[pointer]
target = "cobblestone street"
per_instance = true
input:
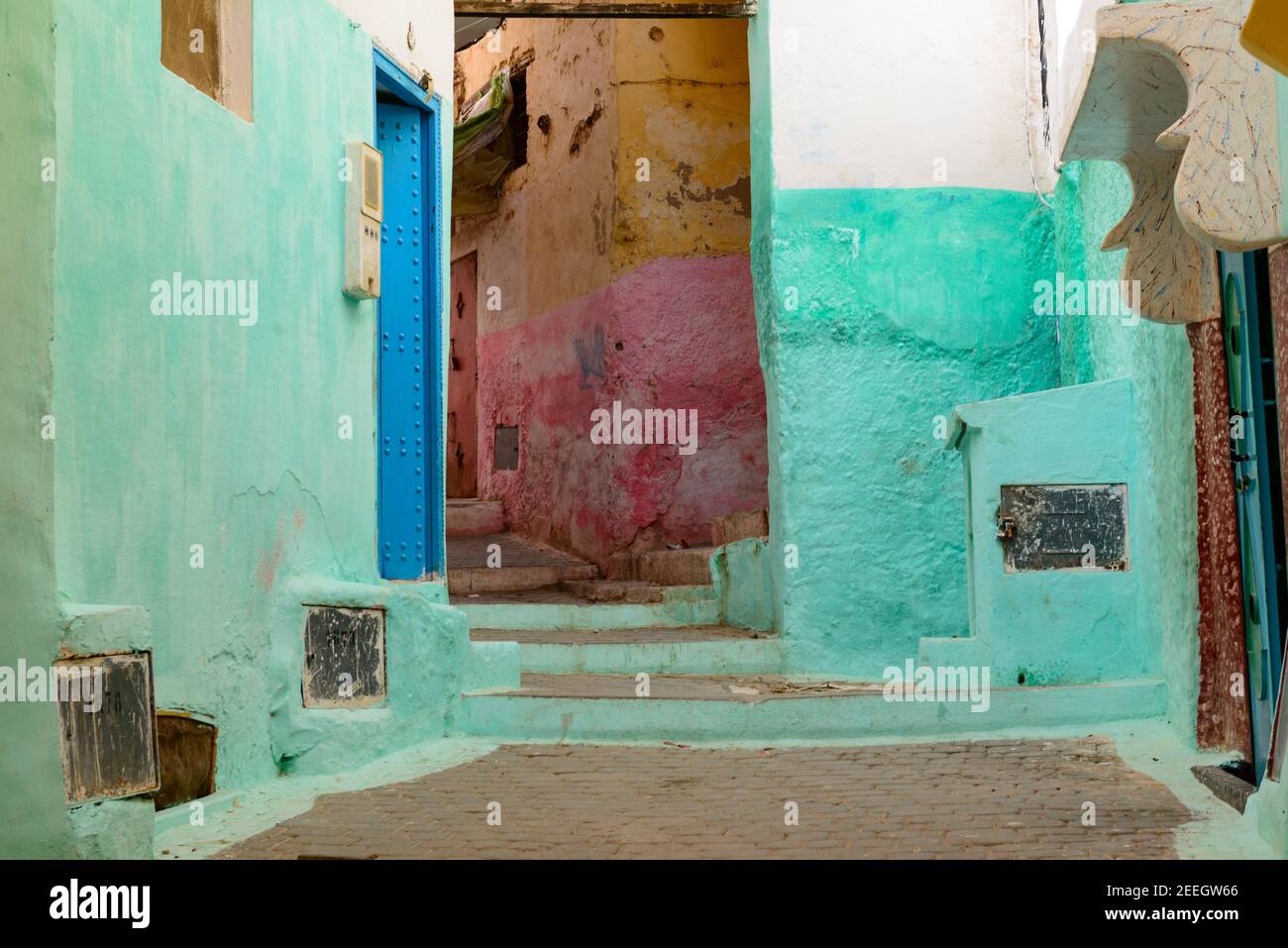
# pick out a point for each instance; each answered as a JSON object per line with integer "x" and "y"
{"x": 992, "y": 798}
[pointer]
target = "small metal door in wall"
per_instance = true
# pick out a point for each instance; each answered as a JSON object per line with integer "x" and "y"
{"x": 410, "y": 437}
{"x": 1254, "y": 458}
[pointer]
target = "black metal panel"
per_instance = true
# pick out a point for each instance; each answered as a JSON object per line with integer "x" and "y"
{"x": 344, "y": 657}
{"x": 1064, "y": 527}
{"x": 107, "y": 725}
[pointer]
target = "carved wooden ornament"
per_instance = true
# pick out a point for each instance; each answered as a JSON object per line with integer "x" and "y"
{"x": 1193, "y": 117}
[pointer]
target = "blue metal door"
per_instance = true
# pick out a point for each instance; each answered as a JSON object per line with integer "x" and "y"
{"x": 410, "y": 510}
{"x": 1254, "y": 455}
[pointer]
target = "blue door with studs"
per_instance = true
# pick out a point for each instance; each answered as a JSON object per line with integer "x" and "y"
{"x": 410, "y": 399}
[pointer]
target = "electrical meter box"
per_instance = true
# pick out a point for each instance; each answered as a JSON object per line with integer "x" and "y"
{"x": 364, "y": 210}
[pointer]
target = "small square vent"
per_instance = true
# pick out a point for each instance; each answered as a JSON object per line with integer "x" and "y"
{"x": 344, "y": 657}
{"x": 107, "y": 721}
{"x": 505, "y": 451}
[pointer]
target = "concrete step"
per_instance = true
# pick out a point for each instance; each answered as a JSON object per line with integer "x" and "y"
{"x": 695, "y": 708}
{"x": 509, "y": 563}
{"x": 741, "y": 526}
{"x": 691, "y": 567}
{"x": 513, "y": 579}
{"x": 694, "y": 651}
{"x": 475, "y": 518}
{"x": 613, "y": 590}
{"x": 681, "y": 605}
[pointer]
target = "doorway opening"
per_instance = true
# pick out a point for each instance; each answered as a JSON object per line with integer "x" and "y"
{"x": 1256, "y": 421}
{"x": 606, "y": 406}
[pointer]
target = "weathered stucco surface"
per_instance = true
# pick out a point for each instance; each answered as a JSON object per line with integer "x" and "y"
{"x": 618, "y": 263}
{"x": 673, "y": 334}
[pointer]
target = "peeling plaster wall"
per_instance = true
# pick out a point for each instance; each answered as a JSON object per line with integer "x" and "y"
{"x": 180, "y": 430}
{"x": 619, "y": 260}
{"x": 881, "y": 308}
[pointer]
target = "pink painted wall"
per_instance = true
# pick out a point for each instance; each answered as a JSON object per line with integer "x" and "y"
{"x": 671, "y": 334}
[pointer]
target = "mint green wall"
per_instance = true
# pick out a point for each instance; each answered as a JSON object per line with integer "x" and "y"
{"x": 911, "y": 301}
{"x": 1090, "y": 200}
{"x": 31, "y": 784}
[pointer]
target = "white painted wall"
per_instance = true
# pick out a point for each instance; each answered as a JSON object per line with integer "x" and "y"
{"x": 432, "y": 26}
{"x": 888, "y": 93}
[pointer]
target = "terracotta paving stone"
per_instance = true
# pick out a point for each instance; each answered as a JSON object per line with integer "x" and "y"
{"x": 990, "y": 798}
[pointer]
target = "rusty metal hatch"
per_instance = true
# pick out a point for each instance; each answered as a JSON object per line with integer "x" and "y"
{"x": 107, "y": 723}
{"x": 187, "y": 753}
{"x": 344, "y": 657}
{"x": 1063, "y": 527}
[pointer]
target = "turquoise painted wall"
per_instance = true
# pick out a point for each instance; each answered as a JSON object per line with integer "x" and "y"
{"x": 31, "y": 784}
{"x": 1090, "y": 200}
{"x": 879, "y": 312}
{"x": 176, "y": 430}
{"x": 1060, "y": 626}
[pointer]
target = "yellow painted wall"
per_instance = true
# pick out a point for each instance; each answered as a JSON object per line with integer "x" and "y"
{"x": 550, "y": 241}
{"x": 683, "y": 106}
{"x": 673, "y": 91}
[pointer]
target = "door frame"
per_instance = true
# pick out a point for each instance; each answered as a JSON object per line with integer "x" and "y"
{"x": 390, "y": 77}
{"x": 1257, "y": 455}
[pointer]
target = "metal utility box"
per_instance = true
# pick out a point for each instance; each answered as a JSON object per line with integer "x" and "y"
{"x": 107, "y": 724}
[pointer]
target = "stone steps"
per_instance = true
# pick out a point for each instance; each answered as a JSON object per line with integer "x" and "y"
{"x": 524, "y": 565}
{"x": 475, "y": 518}
{"x": 690, "y": 567}
{"x": 694, "y": 708}
{"x": 690, "y": 651}
{"x": 681, "y": 605}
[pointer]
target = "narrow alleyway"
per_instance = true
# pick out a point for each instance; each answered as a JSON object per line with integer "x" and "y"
{"x": 992, "y": 798}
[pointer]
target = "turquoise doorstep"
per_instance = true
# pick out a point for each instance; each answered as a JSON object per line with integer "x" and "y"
{"x": 765, "y": 656}
{"x": 841, "y": 717}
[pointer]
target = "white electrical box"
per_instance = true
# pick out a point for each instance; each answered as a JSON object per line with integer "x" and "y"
{"x": 364, "y": 210}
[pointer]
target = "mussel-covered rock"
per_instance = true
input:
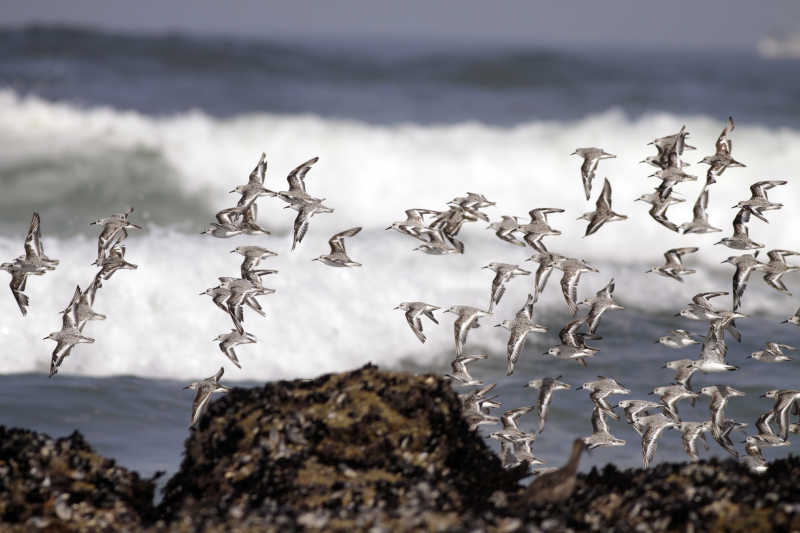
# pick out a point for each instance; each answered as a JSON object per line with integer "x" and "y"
{"x": 343, "y": 451}
{"x": 62, "y": 485}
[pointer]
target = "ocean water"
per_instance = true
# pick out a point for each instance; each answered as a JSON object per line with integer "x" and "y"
{"x": 91, "y": 123}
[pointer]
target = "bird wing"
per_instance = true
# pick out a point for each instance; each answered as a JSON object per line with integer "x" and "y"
{"x": 724, "y": 144}
{"x": 415, "y": 324}
{"x": 258, "y": 173}
{"x": 337, "y": 241}
{"x": 296, "y": 177}
{"x": 32, "y": 242}
{"x": 604, "y": 200}
{"x": 569, "y": 287}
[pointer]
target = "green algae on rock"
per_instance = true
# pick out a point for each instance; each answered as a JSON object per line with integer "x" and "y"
{"x": 62, "y": 485}
{"x": 359, "y": 447}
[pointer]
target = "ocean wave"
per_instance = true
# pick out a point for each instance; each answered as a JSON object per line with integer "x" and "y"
{"x": 320, "y": 319}
{"x": 75, "y": 164}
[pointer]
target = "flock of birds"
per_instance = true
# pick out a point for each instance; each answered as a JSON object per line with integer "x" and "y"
{"x": 648, "y": 418}
{"x": 437, "y": 232}
{"x": 78, "y": 312}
——————————
**Problem to work on**:
List each line in the rows above that contains the word "white". Case matters.

**Solution for this task**:
target = "white painted wall"
target = "white electrical box"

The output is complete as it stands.